WORK TO BE COMPLETED: Repeat back every line of the data, exactly.

[Recorded data]
^^^^^^^^

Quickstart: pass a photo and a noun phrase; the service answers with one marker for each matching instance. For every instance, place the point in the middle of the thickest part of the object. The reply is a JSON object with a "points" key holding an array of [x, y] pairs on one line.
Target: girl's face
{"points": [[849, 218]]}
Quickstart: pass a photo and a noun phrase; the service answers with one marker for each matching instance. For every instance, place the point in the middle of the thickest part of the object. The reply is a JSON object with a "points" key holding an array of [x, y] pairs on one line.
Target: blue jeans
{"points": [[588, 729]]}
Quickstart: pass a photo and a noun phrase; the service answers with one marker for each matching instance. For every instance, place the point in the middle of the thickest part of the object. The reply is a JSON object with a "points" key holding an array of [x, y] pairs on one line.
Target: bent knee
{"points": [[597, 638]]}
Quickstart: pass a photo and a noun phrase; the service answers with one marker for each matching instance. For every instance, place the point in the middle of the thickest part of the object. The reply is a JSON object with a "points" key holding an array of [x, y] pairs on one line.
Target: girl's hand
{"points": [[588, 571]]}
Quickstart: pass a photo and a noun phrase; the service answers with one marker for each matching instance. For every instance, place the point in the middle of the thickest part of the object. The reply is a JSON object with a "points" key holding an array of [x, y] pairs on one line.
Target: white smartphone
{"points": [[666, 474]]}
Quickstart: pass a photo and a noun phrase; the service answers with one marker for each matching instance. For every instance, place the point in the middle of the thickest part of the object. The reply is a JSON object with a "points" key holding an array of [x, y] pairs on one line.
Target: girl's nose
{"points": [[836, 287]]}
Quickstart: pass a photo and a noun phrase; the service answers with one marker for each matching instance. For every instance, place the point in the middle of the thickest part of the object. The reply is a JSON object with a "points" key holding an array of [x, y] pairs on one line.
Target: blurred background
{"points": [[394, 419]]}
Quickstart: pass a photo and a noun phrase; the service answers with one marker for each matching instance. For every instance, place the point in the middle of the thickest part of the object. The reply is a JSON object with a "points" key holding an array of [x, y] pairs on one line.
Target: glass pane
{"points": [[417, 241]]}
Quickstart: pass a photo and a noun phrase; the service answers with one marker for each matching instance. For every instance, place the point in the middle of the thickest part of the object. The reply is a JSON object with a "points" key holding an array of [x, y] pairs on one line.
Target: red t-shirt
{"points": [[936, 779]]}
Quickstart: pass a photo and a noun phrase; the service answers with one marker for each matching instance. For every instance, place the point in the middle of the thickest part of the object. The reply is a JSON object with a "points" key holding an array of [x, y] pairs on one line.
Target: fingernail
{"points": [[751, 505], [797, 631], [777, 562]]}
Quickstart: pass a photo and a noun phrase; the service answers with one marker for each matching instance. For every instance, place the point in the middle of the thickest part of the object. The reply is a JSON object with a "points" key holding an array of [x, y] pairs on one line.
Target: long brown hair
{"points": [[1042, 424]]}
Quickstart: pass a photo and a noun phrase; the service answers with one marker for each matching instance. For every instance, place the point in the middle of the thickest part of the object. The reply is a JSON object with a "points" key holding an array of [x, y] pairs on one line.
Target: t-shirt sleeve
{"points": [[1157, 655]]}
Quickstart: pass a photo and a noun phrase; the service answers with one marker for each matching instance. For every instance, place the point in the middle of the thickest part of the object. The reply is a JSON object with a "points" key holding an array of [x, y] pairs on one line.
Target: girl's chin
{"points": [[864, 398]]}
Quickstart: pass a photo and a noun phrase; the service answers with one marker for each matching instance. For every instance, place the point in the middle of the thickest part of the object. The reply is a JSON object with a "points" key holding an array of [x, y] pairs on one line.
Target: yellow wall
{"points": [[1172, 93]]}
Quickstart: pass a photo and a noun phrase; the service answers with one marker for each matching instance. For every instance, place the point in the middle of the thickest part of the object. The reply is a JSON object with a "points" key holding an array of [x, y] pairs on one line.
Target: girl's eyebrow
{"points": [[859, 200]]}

^^^^^^^^

RESPONSE FOR THIS EXERCISE:
Quickstart: pass a photo and a noun phrase; the service answers with one marker for each matching instance. For every instance, place the point in the middle of the thickest part of the object. The reply is a JSON object with a "points" key holding an array of [x, y] pairs on one line.
Target: girl's face
{"points": [[849, 218]]}
Quickstart: pass a photo and a noun phrase; the service answers with one marker for each matching instance. For every instance, place the point in the middle of the thickest part of the object. The reply is a JSON object with a "points" key holding an array of [x, y] pairs on one line.
Target: blue jeans
{"points": [[588, 729]]}
Quickstart: pass a photo and a noun phrase; the service answers with one marker for each matching instance. For every instance, place the point in the middle of the thickest part of the object. The reply is a JSON object with a "points" key holding an array of [x, y] pairs on one line.
Target: bent knee
{"points": [[597, 638]]}
Quickstart: pass a photo and a noun phrase; the service answers with one marker for each matching instance. For every instance, place the point in the middle of the thickest part of the object. The reply is a JSON object with a "points" key holding an array of [x, y] pairs on one line.
Target: girl's hand
{"points": [[588, 571]]}
Quickstart: pass a photo and a noun phrase; the service answers with one marker for each matching instance. For every instance, place the point in the middle of the thickest part of the object. The reply is a JSON object with a "points" key holding an array of [x, y] pairs on one line.
Target: white smartphone
{"points": [[666, 474]]}
Quickstart: pass a photo and a noun phrase; the service answers with one marker for each matching instance. For every instance, place the point in the middle of the thickest part of the object. The reply is a JSON object with a "points" key holding an array of [x, y] pairs on one line.
Target: girl's nose
{"points": [[836, 287]]}
Quickstart: pass a photo and a noun phrase; the service answers with one marker for each matching instance. For every instance, place the point in the middle of the thickest part of the object. The reply is a JSON object with a "points" key holding an array of [x, y] pairs on one line.
Target: blurred background
{"points": [[394, 419]]}
Quickstart: pass a photo and a noun phrase; the service answers with one marker for each matching instance. For every instance, place the point in the middle of the thickest part of the object. The reply is a JSON object with a "points" key holding an array of [x, y] pairs on one line.
Target: glass pane
{"points": [[417, 241]]}
Quickstart: pass a photo and a noun phrase; the service answers with one marker for each matching instance. For every instance, place the point in the middle of the thickest part of the object. The reply is a JSON object with a "points" key holding an array of [x, y] pairs on one line.
Target: red t-shirt
{"points": [[936, 779]]}
Quickstart: pass a photo and a noun phrase; the service answers with one marker for each matching instance. For every instance, place the point in the middle of the thickest part of the object. The reply is a JSON object with a "points" key holding an array of [x, y] pairs on one line.
Target: fingernail
{"points": [[751, 505], [797, 631], [777, 562]]}
Quickstart: pass a photo and a noun phrase; the service answers with one marker for each matching instance. For every instance, place the point in the middle of the thickest part of the object. The reply is a JSON object with a "points" key holding an array of [x, y] pairs on one line.
Target: long brown hair
{"points": [[1042, 424]]}
Quickstart: pass a photo and a noun phrase; the service answers with one marker for each matching instance. For every instance, place the point in the middle of the thickest part of the object. The reply is a JSON object with a "points" key holding an array of [x, y] pairs on one line.
Target: t-shirt sleeve
{"points": [[1157, 655]]}
Quickstart: pass a photo and a noun phrase; the service answers with one marker for each matching instance. For every instance, place the point in the middle of the thickest part of the object. The reply is a JSON object with a "points" key holding an array of [x, y] pairs on one line.
Target: girl's chin
{"points": [[864, 398]]}
Quickstart: pass a photo and a noun phrase; the service answers with one marker for each matching instance. For every instance, place the point in the middle of the thickest part of the object. The reply is a JSON object with a "points" key holding an array of [x, y] pairs on one line.
Target: yellow wall
{"points": [[1172, 93]]}
Quickstart: pass a photo and a noun phrase; the service answers with one marker for each matching instance. For every instance, place the point in the middle of the thickest part of the object. The reply is a JSON object with a "points" key holding an array of [x, y] pairs on one line.
Target: girl's eyebrow
{"points": [[859, 200]]}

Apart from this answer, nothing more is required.